OBJECTIVE >>
Please count the lines in the material below that contain the word "silver" with matching case, and reply with only that number.

RECORD EXCERPTS >>
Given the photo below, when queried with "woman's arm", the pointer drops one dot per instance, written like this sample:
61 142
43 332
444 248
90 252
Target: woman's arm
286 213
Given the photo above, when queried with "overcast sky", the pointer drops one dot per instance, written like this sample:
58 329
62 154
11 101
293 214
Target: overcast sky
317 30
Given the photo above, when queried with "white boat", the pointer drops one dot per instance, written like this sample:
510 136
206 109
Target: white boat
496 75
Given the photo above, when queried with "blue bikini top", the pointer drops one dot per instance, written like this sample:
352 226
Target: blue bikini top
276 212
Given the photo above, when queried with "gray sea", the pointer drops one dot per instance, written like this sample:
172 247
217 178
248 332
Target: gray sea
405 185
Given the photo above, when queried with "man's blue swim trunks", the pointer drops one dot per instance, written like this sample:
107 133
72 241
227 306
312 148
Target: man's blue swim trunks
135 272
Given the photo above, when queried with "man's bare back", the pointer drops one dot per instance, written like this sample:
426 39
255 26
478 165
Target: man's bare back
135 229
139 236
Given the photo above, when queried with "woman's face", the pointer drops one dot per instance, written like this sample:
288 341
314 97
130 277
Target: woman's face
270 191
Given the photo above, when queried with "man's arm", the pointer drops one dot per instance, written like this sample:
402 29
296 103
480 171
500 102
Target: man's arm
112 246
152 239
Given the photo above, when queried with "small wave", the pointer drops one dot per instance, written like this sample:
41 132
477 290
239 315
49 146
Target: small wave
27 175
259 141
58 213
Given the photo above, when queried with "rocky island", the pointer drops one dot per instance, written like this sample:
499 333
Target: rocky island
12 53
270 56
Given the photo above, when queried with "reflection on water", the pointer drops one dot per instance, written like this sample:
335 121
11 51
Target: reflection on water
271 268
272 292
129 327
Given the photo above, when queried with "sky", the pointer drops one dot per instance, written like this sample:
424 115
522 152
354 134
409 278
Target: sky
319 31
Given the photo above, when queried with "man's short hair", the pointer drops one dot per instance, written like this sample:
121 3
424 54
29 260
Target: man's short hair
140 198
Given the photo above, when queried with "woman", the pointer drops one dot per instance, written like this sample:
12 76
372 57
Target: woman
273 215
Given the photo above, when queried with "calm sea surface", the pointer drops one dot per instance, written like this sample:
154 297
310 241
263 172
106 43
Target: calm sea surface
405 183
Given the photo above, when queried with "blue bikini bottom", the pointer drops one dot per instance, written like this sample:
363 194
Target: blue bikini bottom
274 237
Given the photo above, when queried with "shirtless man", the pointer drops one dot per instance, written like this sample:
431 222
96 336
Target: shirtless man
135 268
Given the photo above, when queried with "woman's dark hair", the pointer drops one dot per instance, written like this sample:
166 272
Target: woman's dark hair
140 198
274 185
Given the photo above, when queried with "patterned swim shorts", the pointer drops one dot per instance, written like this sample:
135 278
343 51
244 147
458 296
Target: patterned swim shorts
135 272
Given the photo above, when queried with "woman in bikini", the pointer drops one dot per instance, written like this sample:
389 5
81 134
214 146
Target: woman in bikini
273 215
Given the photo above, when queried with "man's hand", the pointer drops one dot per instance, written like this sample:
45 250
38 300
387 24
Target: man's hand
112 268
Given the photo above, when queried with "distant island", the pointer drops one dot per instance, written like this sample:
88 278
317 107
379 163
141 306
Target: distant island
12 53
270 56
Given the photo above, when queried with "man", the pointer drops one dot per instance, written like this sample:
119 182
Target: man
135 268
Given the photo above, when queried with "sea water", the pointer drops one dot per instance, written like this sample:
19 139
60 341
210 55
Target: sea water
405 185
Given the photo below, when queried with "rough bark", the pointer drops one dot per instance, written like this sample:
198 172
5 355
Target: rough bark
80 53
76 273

...

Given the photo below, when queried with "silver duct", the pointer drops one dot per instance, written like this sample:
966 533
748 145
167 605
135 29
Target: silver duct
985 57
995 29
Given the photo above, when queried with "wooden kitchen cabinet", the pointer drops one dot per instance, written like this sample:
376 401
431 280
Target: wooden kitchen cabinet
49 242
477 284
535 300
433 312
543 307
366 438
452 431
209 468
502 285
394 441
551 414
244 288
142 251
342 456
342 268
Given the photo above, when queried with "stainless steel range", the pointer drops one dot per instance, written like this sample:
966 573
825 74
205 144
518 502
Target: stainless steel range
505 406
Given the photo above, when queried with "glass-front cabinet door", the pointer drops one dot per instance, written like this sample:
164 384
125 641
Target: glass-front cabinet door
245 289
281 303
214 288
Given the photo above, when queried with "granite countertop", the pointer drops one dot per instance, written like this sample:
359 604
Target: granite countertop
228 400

---

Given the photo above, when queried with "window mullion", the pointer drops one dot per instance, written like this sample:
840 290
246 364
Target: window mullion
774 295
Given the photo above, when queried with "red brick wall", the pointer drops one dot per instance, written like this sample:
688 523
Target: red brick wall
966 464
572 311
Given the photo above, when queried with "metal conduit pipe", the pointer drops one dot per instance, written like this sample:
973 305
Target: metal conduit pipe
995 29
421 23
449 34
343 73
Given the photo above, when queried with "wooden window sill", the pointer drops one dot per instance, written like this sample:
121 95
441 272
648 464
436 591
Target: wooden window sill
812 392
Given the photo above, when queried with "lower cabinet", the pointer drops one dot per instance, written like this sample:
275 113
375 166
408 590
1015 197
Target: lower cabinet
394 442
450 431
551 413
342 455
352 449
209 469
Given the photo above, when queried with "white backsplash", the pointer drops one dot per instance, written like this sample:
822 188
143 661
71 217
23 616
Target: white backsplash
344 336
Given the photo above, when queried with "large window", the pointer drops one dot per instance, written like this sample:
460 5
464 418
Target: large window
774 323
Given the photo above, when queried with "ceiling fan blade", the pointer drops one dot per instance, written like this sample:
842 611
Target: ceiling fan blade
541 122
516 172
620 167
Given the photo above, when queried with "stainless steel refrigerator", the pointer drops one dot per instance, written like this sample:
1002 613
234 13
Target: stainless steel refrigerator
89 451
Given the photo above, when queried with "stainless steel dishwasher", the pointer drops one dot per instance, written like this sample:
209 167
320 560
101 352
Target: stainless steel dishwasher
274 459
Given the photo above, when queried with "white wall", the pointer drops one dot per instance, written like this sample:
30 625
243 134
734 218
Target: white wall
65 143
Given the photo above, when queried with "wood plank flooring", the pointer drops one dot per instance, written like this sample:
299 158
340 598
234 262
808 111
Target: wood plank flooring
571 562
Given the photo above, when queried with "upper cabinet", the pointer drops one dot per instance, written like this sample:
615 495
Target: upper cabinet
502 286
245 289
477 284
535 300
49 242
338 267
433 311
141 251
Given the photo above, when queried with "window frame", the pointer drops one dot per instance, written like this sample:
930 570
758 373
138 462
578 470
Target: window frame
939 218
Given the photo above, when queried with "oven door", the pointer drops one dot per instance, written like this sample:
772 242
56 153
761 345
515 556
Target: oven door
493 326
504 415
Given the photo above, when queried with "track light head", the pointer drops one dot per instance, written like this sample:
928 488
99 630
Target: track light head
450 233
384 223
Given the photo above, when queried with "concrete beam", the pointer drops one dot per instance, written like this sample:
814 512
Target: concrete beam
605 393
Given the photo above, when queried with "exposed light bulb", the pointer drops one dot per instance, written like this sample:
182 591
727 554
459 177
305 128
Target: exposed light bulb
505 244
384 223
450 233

RESPONSE TO THE EXERCISE >>
2